#### Work item:
Reproduce the entire passage about the Elmiron vision-loss lawsuit word for word.

#### Extracted text:

**********

The complaint (PDF) was filed by Marianne Benvenuti in the U.S. District Court for the Western District of New York on January 7, alleging Johnson & Johnson and its Janssen Pharmaceuticals subsidiary failed to adequately investigate the threat Elmiron poses to vision, or warn about the risk users may be left with an irreversible retinal injury and vision impairment.
Although Elmiron has been on the market for decades, no warnings were provided about the toxic effects the painful bladder drug may have on the retina until earlier this year, leaving many doctors unaware the medication was causing users to experience a variety of complications, including difficulty adjusting to dark light, trouble reading, centralized dark spots and complete blindness.
Since urologists prescribing the medication, as well as ophthalmologists consulted for the vision problems, were unaware the symptoms may be the result of Elmiron side effects, many users remained on the medication, even though it was causing worsening damage to the retina.
It was only after a series of independent case reports and studies were published about the link between Elmiron and vision problems that the drug maker announced a warning label update in June 2020, which now advises that users may face a risk of retinal pigmentary changes and urges doctors to closely monitor vision while taking Elmiron.
Benvenuti indicates she was prescribed Elmiron to treat her interstitial cystitis, which involves bladder and pelvis pain that is not curable. Therefore, she remained on the drug from 2011 through 2019, unaware exposure to Elmiron was the cause of her maculopathy, blurry and cloudy vision.

**********

#### Data for analysis:
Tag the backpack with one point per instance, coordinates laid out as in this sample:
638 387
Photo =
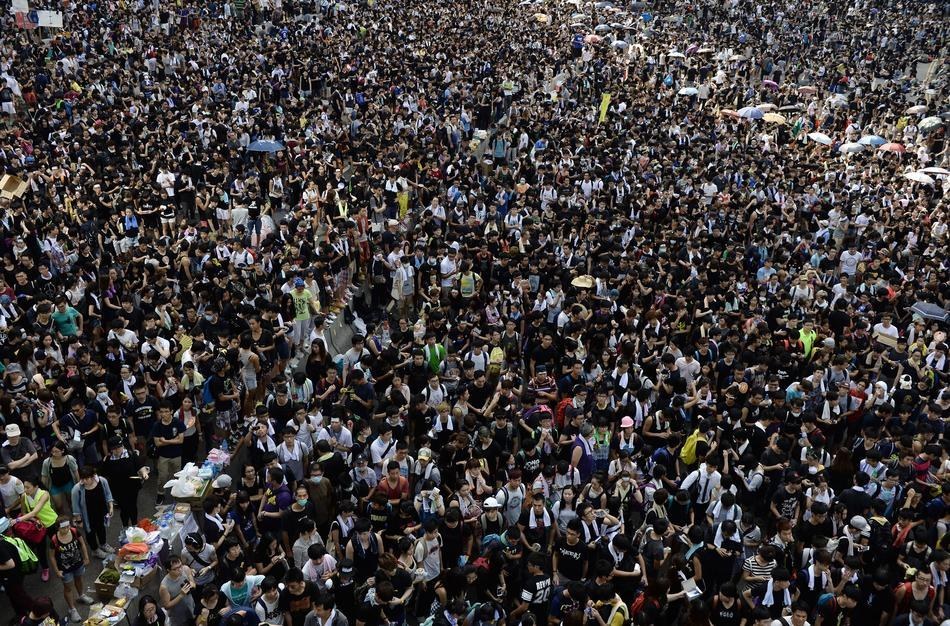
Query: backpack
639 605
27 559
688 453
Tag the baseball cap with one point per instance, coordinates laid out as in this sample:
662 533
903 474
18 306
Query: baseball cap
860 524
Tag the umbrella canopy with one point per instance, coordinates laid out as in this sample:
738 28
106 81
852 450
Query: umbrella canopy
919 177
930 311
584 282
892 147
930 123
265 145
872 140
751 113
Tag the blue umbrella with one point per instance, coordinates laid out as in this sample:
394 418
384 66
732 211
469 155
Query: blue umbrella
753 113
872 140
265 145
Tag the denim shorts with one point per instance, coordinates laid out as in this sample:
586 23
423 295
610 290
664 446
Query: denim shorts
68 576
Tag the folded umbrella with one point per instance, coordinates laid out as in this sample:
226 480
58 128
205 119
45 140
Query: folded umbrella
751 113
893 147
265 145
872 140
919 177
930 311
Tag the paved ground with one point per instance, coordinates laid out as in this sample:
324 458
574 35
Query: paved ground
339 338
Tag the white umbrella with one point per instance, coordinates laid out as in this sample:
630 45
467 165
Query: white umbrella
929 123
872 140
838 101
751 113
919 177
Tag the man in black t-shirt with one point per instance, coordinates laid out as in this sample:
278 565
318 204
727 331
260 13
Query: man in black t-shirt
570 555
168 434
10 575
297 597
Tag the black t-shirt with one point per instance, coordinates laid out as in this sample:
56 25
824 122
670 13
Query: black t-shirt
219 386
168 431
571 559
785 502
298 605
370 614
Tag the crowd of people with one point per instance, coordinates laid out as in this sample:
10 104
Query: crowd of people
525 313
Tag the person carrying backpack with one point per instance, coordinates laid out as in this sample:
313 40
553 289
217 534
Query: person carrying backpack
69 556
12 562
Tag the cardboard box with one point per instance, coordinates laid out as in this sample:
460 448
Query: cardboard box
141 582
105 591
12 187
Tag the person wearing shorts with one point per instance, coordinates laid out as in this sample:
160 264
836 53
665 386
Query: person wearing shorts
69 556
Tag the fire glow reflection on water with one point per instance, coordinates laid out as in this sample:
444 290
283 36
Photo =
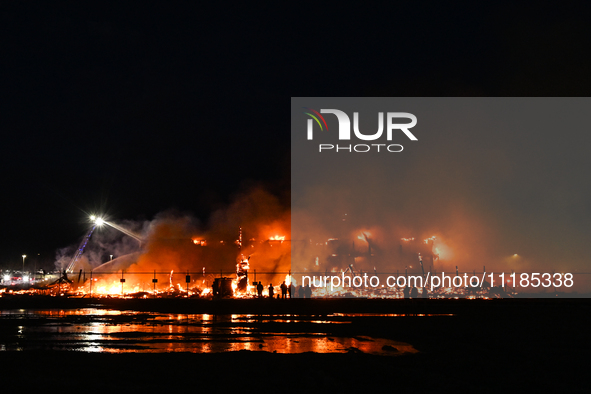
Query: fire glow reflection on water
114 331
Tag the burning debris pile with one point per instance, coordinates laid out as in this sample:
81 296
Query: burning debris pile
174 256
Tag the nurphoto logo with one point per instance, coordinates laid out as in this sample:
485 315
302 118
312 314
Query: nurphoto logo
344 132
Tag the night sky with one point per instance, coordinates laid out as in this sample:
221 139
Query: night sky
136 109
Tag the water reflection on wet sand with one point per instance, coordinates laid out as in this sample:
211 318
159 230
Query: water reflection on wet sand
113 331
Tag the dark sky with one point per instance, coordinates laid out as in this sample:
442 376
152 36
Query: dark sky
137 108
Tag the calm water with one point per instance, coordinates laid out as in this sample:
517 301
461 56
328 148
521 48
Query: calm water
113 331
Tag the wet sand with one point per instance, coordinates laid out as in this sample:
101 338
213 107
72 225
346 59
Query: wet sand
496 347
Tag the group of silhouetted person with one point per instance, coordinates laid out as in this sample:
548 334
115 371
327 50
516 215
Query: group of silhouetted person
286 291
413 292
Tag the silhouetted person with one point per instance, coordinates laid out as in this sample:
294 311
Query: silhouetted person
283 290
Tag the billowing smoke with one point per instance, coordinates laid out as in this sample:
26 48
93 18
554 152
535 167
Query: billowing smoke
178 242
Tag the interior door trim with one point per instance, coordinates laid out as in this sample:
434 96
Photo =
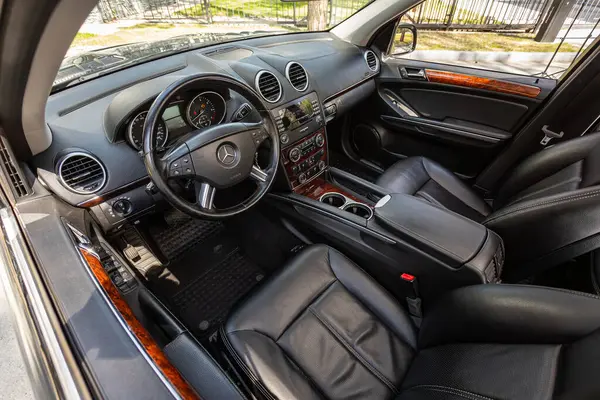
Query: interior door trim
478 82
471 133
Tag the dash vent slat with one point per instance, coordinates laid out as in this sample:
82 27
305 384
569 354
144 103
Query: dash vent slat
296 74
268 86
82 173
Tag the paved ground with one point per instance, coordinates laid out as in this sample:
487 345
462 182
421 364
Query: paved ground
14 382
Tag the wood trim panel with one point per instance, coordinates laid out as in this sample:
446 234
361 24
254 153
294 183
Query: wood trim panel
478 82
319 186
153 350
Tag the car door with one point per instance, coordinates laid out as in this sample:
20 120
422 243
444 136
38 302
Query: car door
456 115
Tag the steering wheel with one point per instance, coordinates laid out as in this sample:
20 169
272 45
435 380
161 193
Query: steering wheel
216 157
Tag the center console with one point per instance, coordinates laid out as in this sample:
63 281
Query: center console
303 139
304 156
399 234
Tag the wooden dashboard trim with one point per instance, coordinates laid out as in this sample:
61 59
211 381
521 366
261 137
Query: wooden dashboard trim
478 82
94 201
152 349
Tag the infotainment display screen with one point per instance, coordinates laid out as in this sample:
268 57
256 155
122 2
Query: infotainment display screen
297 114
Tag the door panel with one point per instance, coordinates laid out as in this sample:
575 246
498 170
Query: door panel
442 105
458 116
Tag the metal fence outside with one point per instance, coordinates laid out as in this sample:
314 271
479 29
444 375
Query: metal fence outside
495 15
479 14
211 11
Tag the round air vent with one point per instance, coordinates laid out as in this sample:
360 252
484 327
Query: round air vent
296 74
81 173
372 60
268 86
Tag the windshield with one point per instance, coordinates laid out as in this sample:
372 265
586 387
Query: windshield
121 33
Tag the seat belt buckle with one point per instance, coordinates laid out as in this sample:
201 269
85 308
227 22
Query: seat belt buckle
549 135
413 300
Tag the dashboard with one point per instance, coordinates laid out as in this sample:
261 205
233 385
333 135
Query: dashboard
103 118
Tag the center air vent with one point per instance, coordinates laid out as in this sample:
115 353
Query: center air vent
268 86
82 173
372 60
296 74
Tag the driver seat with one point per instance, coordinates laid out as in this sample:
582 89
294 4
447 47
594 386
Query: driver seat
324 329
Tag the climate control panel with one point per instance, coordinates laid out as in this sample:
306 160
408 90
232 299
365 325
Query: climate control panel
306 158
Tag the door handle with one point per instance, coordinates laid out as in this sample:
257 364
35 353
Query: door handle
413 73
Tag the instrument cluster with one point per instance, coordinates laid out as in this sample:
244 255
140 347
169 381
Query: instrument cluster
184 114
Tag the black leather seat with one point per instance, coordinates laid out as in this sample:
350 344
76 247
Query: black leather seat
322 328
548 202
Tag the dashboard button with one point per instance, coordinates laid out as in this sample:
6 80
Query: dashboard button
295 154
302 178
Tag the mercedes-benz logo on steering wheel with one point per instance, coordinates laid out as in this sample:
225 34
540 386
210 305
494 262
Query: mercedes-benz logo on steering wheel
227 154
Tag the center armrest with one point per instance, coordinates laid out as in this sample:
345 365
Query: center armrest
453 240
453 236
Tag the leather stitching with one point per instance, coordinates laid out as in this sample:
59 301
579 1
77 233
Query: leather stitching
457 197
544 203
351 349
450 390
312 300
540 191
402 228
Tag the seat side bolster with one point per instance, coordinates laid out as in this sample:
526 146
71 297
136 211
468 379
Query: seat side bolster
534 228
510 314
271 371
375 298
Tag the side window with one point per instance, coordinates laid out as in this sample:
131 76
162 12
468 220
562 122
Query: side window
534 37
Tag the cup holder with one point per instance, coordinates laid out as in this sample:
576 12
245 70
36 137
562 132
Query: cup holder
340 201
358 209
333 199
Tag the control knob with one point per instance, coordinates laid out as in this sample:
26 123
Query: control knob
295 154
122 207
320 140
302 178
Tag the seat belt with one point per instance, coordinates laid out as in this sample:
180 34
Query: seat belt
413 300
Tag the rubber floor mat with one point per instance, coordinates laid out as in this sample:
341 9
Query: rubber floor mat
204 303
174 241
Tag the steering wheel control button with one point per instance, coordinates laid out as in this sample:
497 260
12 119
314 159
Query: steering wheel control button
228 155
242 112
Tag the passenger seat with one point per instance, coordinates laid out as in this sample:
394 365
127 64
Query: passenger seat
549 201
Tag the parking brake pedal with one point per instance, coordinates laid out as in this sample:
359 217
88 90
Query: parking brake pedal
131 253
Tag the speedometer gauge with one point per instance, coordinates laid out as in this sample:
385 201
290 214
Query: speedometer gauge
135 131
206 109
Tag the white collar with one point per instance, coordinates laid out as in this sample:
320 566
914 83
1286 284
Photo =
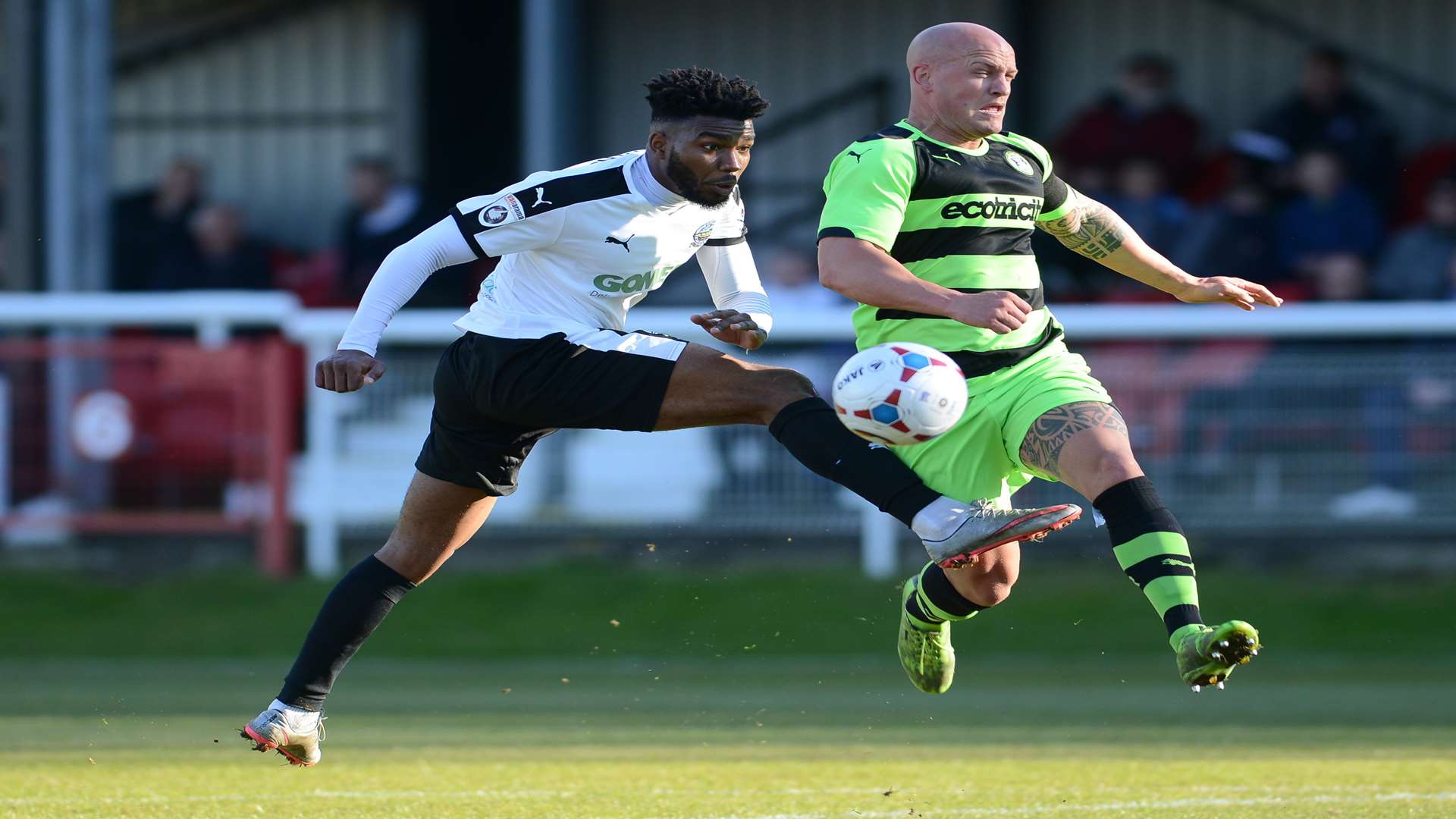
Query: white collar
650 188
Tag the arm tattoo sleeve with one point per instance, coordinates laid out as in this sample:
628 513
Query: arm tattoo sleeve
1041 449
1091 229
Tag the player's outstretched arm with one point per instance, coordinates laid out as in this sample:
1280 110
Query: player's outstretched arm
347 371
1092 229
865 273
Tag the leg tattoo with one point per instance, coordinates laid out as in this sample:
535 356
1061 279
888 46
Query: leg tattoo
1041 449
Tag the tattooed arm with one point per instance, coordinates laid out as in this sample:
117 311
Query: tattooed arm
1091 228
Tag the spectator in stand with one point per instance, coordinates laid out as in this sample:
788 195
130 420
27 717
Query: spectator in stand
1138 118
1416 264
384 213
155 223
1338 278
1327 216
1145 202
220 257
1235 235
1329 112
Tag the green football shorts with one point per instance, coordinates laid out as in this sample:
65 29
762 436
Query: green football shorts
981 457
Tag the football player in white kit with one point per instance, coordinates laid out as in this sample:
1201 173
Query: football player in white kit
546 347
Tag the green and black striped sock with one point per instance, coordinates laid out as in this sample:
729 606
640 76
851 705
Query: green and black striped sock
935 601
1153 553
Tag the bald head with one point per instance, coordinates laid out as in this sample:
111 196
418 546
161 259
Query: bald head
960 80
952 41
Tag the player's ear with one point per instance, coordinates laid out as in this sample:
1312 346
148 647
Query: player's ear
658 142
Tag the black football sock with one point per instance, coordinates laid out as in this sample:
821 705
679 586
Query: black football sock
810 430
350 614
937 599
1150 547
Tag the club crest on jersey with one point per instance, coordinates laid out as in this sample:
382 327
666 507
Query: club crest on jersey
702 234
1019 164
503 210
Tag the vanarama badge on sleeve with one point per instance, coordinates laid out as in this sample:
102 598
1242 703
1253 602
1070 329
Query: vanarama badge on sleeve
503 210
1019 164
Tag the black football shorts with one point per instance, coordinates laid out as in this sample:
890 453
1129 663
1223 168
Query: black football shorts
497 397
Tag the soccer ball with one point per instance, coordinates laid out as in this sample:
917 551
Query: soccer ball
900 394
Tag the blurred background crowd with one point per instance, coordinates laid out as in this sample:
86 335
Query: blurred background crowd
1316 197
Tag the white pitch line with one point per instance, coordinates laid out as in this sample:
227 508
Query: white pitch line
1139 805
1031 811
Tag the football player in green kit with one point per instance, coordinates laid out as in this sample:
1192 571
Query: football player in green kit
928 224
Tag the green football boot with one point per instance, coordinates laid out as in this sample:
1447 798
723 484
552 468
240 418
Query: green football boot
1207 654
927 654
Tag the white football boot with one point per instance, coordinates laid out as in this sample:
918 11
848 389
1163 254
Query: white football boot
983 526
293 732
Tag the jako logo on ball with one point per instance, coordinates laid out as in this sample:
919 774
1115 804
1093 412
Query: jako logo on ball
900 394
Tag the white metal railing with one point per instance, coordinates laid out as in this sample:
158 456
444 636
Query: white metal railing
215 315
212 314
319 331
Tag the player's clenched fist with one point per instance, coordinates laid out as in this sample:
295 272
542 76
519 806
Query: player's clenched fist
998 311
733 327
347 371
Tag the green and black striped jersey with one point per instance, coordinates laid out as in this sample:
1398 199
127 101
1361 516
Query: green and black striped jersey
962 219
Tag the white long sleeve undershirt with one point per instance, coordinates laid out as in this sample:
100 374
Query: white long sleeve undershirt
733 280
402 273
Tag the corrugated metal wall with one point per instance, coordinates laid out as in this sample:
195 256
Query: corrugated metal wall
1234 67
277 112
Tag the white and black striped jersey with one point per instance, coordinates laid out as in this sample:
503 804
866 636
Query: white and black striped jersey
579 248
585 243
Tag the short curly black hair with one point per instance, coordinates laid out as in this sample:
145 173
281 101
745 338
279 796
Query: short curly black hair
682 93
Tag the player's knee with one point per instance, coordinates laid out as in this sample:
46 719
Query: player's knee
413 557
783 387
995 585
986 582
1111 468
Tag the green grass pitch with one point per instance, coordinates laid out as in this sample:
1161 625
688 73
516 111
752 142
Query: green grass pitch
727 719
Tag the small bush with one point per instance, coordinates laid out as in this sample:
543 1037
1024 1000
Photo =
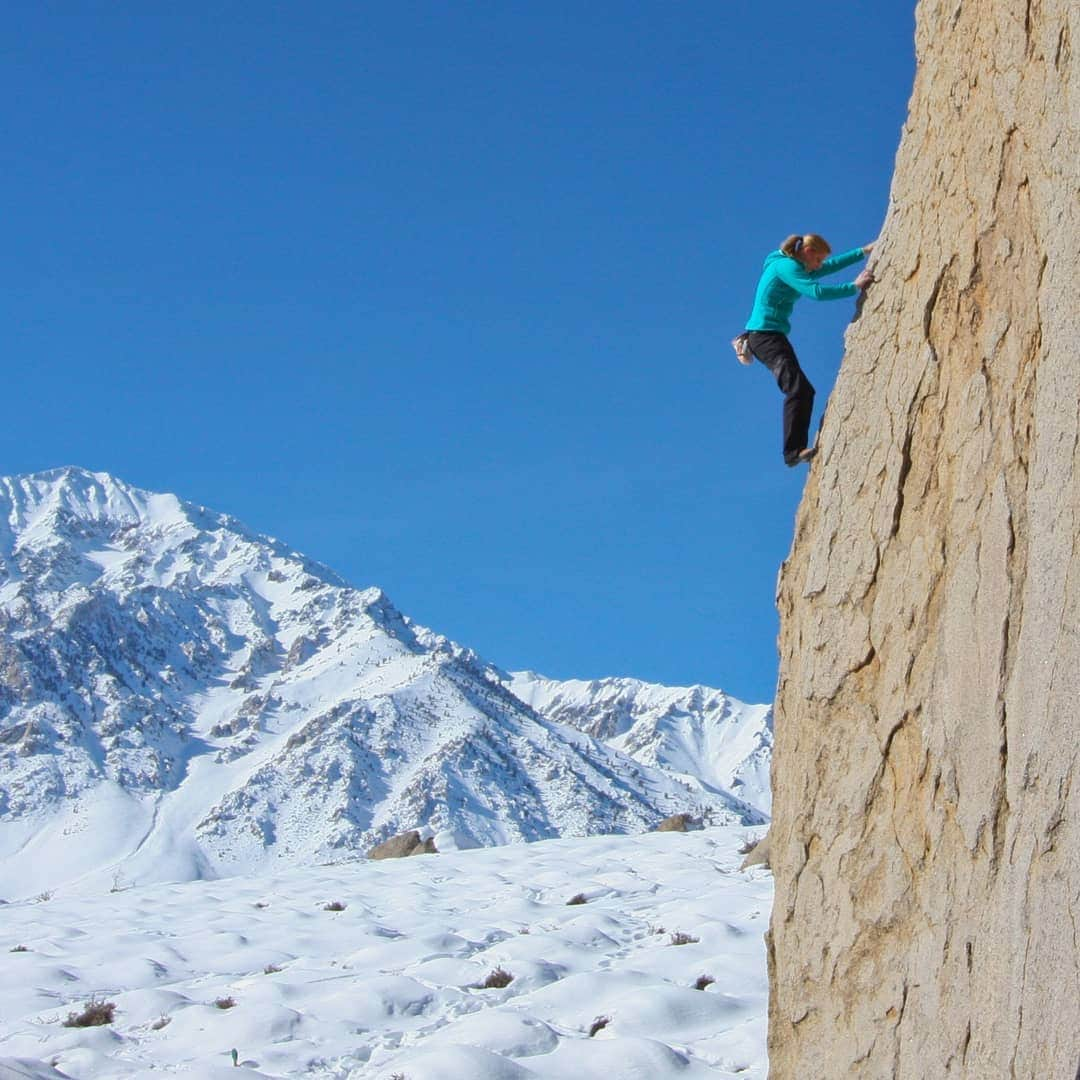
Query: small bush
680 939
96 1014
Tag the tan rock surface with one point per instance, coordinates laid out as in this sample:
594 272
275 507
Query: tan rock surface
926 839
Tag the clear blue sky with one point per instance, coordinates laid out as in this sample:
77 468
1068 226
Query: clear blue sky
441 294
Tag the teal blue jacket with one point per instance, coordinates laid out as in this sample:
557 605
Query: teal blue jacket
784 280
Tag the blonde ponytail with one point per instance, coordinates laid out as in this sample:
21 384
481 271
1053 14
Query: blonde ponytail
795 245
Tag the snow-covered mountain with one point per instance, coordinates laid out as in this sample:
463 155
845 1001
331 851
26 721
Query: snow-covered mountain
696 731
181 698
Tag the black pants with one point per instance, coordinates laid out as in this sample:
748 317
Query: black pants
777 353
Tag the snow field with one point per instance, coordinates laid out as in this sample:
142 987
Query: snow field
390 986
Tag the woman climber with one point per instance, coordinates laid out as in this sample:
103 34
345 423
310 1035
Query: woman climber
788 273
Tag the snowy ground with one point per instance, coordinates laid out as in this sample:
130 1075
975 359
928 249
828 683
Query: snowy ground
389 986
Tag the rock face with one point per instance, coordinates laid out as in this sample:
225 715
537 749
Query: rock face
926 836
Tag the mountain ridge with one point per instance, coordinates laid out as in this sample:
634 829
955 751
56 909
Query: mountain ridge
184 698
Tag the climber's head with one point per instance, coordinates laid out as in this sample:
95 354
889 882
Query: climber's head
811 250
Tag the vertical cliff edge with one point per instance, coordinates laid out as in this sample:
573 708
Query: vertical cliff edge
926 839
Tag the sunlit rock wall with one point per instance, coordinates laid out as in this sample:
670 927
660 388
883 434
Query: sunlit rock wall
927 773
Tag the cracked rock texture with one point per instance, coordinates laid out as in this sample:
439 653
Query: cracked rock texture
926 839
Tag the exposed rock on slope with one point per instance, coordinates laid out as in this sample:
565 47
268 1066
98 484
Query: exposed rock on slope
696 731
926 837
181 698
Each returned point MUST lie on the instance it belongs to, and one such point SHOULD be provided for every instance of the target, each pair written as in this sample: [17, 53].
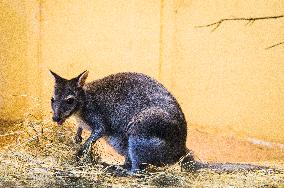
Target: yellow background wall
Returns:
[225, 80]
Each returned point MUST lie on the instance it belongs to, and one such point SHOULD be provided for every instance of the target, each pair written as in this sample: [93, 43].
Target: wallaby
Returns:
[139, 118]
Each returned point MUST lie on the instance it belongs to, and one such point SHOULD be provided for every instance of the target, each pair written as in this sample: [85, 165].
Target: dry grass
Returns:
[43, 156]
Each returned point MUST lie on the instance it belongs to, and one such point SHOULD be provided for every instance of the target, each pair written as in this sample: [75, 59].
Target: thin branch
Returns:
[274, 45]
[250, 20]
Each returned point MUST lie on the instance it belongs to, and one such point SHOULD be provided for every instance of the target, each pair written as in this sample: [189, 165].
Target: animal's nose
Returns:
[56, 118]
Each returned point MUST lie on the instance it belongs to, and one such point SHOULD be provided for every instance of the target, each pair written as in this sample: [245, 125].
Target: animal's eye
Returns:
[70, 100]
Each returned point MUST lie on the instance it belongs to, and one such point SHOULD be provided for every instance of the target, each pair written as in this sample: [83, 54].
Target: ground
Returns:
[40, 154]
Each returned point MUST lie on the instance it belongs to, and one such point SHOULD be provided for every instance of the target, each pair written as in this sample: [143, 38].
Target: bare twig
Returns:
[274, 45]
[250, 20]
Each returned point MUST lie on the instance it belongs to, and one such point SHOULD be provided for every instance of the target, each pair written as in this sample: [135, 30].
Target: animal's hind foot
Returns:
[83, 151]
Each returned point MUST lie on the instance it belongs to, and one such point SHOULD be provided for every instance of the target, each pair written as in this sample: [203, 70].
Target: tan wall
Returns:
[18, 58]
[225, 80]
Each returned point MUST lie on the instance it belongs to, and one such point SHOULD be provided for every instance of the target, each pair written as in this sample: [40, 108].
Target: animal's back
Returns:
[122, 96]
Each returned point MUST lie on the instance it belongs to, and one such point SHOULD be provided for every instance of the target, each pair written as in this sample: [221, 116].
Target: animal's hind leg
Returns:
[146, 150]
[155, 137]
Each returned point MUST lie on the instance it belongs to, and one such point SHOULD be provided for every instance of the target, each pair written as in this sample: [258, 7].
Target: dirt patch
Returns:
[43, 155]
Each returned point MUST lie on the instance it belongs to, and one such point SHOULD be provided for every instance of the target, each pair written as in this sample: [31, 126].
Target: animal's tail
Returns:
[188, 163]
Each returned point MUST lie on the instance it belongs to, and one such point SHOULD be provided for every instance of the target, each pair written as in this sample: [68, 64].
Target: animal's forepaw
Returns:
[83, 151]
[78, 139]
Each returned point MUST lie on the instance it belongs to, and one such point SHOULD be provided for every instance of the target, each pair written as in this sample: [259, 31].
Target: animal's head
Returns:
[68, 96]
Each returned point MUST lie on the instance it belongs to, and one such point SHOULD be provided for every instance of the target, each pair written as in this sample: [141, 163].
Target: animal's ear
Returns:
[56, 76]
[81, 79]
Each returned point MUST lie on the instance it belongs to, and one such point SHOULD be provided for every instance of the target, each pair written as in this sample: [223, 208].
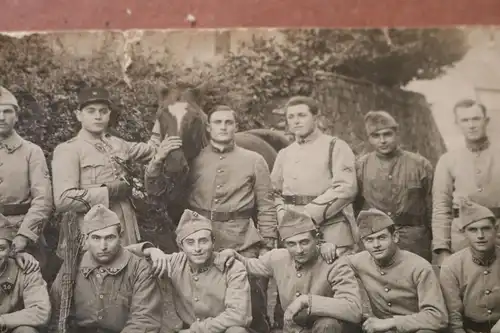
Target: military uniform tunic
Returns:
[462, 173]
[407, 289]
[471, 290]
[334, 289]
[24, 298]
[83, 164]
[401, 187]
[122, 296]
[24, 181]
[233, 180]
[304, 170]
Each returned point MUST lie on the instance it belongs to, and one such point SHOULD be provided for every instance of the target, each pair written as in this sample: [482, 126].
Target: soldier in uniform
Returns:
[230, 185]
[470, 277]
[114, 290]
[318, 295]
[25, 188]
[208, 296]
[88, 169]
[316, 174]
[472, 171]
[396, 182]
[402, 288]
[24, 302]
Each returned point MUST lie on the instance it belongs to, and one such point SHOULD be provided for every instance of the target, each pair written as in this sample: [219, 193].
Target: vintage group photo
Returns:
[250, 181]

**********

#### Solved exercise:
The complaint (PDF) was filed by Marianne Benvenuti in the U.S. District Court for the Western District of New York on January 7, alleging Johnson & Johnson and its Janssen Pharmaceuticals subsidiary failed to adequately investigate the threat Elmiron poses to vision, or warn about the risk users may be left with an irreversible retinal injury and vision impairment.
Although Elmiron has been on the market for decades, no warnings were provided about the toxic effects the painful bladder drug may have on the retina until earlier this year, leaving many doctors unaware the medication was causing users to experience a variety of complications, including difficulty adjusting to dark light, trouble reading, centralized dark spots and complete blindness.
Since urologists prescribing the medication, as well as ophthalmologists consulted for the vision problems, were unaware the symptoms may be the result of Elmiron side effects, many users remained on the medication, even though it was causing worsening damage to the retina.
It was only after a series of independent case reports and studies were published about the link between Elmiron and vision problems that the drug maker announced a warning label update in June 2020, which now advises that users may face a risk of retinal pigmentary changes and urges doctors to closely monitor vision while taking Elmiron.
Benvenuti indicates she was prescribed Elmiron to treat her interstitial cystitis, which involves bladder and pelvis pain that is not curable. Therefore, she remained on the drug from 2011 through 2019, unaware exposure to Elmiron was the cause of her maculopathy, blurry and cloudy vision.